▶ [What to do]:
Continue the notebook below on using Spark, Delta, and Iceberg tables together, starting right after its last line.

# Example Objective

The objective of this example code is to demonstrate how you can use Spark, Iceberg, and Delta together:

- Store master data into Spark table default to parquet format
- Store sales transactions data in the Delta table 
- Store return transactions data in the Iceberg table

And finally, join these three tables to query some business insight. 

# Configuration

- Add Delta Lake Connector Libraries
- Add Iceberg Connector runtime jar
- Add Iceberg and Delta Lake SQL extensions

In this example, we are using the Hadoop warehouse as a catalog for the Iceberg, and the catalog name is `demo_iceberg`. The base path for the warehouse directory is configured by `spark.sql.catalog.iceberg.warehouse`

The Delta catalog adds support for Delta tables to Spark’s built-in catalog (using spark.sql.catalog.spark_catalog), and delegates to the built-in catalog for non-Delta tables. Spark default warehouse location is your primary container `/apps/spark/warehouse`. Delta data also will be stored at Spark's default warehouse location.

In [None]:
%%configure -f
{ "conf": {"spark.jars.packages": "org.apache.iceberg:iceberg-spark-runtime-3.1_2.12:1.1.0,io.delta:delta-core_2.12:1.0.1,net.andreinc:mockneat:0.4.8",
           "spark.sql.extensions":"org.apache.iceberg.spark.extensions.IcebergSparkSessionExtensions,io.delta.sql.DeltaSparkSessionExtension",
           "spark.sql.catalog.spark_catalog":"org.apache.spark.sql.delta.catalog.DeltaCatalog",
           "spark.sql.catalog.demo_iceberg":"org.apache.iceberg.spark.SparkCatalog",
           "spark.sql.catalog.demo_iceberg.type":"hadoop",
           "spark.sql.catalog.demo_iceberg.warehouse":"/iceberg/warehouse"
          }
}

## Model Objects
- Product - Product Master information - Store this information in Spark Table
- Product sales transactions- Product sales quantity and transaction date - Store this information in Delta Table
- Product return transactions - Product return quantity and transaction date - Store this information in Iceberg Table

In [None]:
// product model
case class Product(id:Int, name: String, price:Float)
//product sales
case class ProductSales(productId:Int, soldQty:Int, saleDate:String)
//product return model
case class ProductReturn(productId:Int, returnQty:Int, returnDate:String)

# Generate Master Data
- Customer
- Product

In [None]:
import net.andreinc.mockneat.MockNeat
import net.andreinc.mockneat.abstraction.MockUnit
import net.andreinc.mockneat.types.enums.RandomType
import java.text.DecimalFormat
import java.time.LocalDate

//configure base on your need
// this program will run on driver side limit by driver memory
val dateStart = LocalDate.of(2014, 1, 1)
val dateEnd = LocalDate.of(2015, 1, 1)

▶ [Collected material]:

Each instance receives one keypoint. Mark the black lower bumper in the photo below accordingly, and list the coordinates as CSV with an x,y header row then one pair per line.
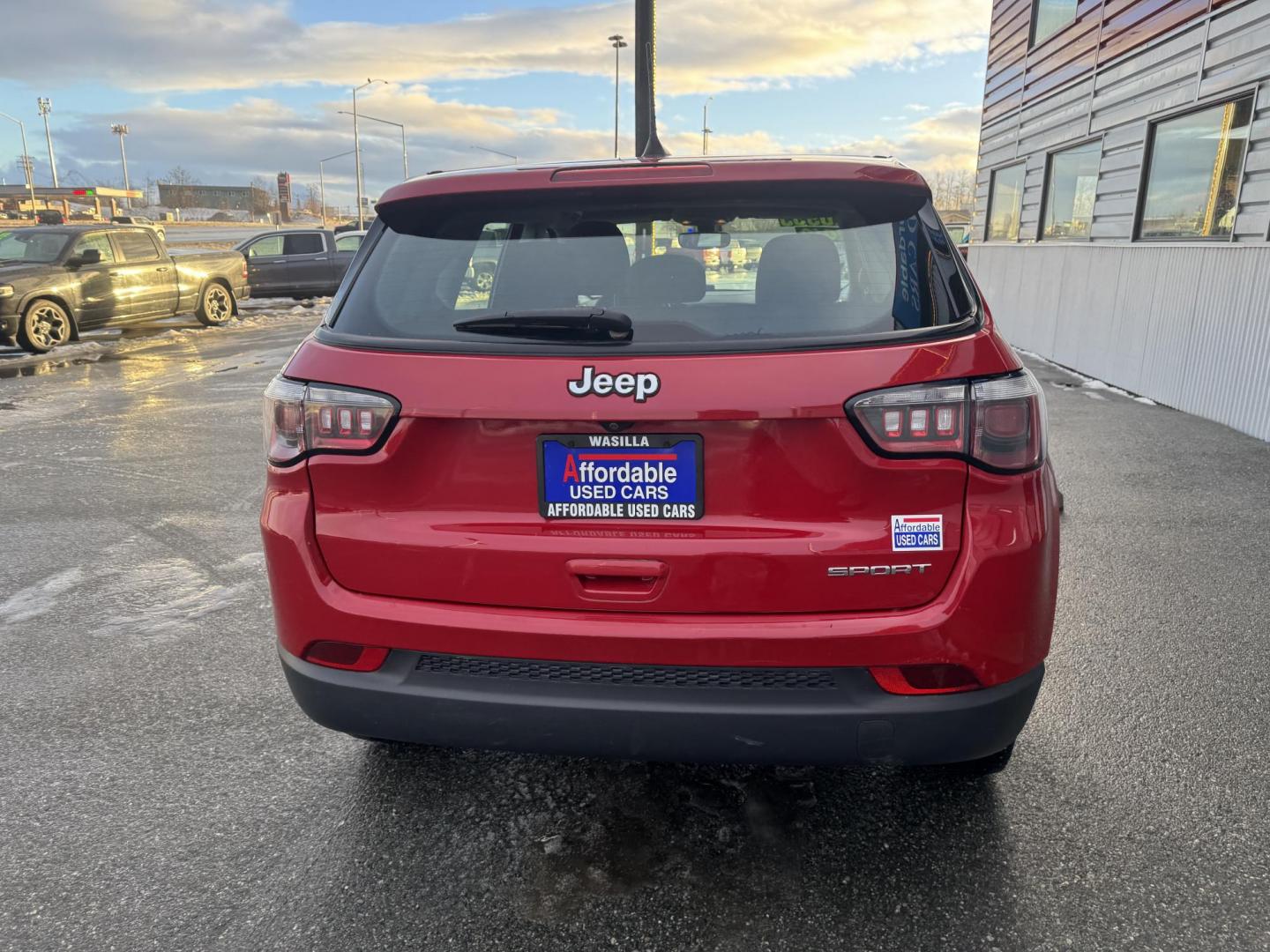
x,y
698,715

▶ [Result]:
val numProducts=10
val numOfSalesTx = 10000
val numOfReturnTx = 1000
// constants ends

val df = new DecimalFormat("0.00");
val mockNeat = MockNeat.threadLocal()

val productData = (1 to numProducts).map(i=>{
    Product(i,s"Product${i}",df.format(mockNeat.floats().range(10.0f, 20.0f).get()).toFloat)
})

## Generate Transaction Data
- Product sales transactions
- Product return transactions

In [None]:
import scala.collection.JavaConverters._

//index MockUnit for Product
val prodIndex = mockNeat.ints().range(0,numProducts-1)

val productSalesData = (1 to numOfSalesTx).map(i=>{
    ProductSales(productData(prodIndex.get()).id, mockNeat.ints().range(1,5).get(),
                 mockNeat.localDates.between(dateStart, dateEnd).mapToString().get())
})

val productReturnData = (1 to numOfReturnTx).map(i=>{
    ProductReturn(productData(prodIndex.get()).id, mockNeat.ints().range(1,5).get(),
                  mockNeat.localDates.between(dateStart, dateEnd).mapToString().get())
})


# Save Data
- Product - Store this information in Spark Table
- Product Sales Transactions -Store this information in Delta Table
- Product Return Transactions -Store this information in Iceberg Table

In [None]:
sc.parallelize(productData).toDF.write.mode("overwrite").saveAsTable("product")
sc.parallelize(productSalesData).toDF.write.format("delta").mode("overwrite").saveAsTable("salestx")
sc.parallelize(productReturnData).toDF.write.format("iceberg").mode("overwrite").saveAsTable("demo_iceberg.returntx")

## Iceberg Table Metadata Log Entries 

In [None]:
%%sql
select * from demo_iceberg.returntx.metadata_log_entries

## Iceberg Table History and Application ID

In [None]:
%%sql
select
    h.made_current_at,
    s.operation,
    h.snapshot_id,
    h.is_current_ancestor,
    s.summary['spark.app.id']
from demo_iceberg.returntx.history h
join demo_iceberg.returntx.snapshots s
  on h.snapshot_id = s.snapshot_id
order by made_current_at

## Iceberg Data Files

In [None]:
%%sql
SELECT * FROM demo_iceberg.returntx.files

# Read Delta Sales and Iceberg Return Transactions
- Read sales transactions from Delta Table
- Read return transactions from Iceberg Table
- Read product master from Spark Parquet

In [None]:
val salesTxDF = spark.sql("SELECT * FROM salestx")
val returnTxDF = spark.sql("SELECT * FROM demo_iceberg.returntx")
val productDF = spark.sql("SELECT * FROM product")
// join sales and return Tx DataFarme

val salesReturnTxDF = salesTxDF.join(returnTxDF,salesTxDF("saleDate")===returnTxDF("returnDate") &&  salesTxDF("productId")===returnTxDF("productId"),"fullouter").
    withColumn("date",when(col("saleDate")===null,col("returnDate")).otherwise(col("saleDate"))).
        select("salestx.productId","date","soldQty","returnQty").
            na.fill(0).
            withColumn("absSoldQty",col("soldQty")-col("returnQty"))
// join with product
val producSaleReturnTx = salesReturnTxDF.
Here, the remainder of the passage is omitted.